Entries from a point annotation set:
● ● ● ●

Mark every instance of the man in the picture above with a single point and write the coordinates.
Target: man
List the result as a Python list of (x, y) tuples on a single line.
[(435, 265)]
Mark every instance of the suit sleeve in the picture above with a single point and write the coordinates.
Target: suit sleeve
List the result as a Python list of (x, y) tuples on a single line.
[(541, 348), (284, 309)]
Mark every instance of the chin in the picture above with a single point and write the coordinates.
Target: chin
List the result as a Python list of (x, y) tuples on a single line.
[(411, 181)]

● ● ● ●

▸ Task instructions: Write out every line of the data above again, requests included, multiplying each coordinate in the answers by 1.6 and rounding the result to a whole number, with halves rounded up.

▸ Written response:
Mark every instance of the man in the picture above with a single point and write the coordinates.
Target: man
List the result as a Python list of (x, y) tuples on a single line.
[(696, 424)]
Mark every instance of the suit sleeve in the picture above with a single point and write the coordinates.
Target: suit sleeve
List the result as a Python list of (x, y) tuples on a single line.
[(866, 557), (454, 494)]
Mark every instance of the chin in the picture above with a single point and write the coordinates.
Target: chin
List the result as a Python list of (x, y) tuples on a single line.
[(658, 290)]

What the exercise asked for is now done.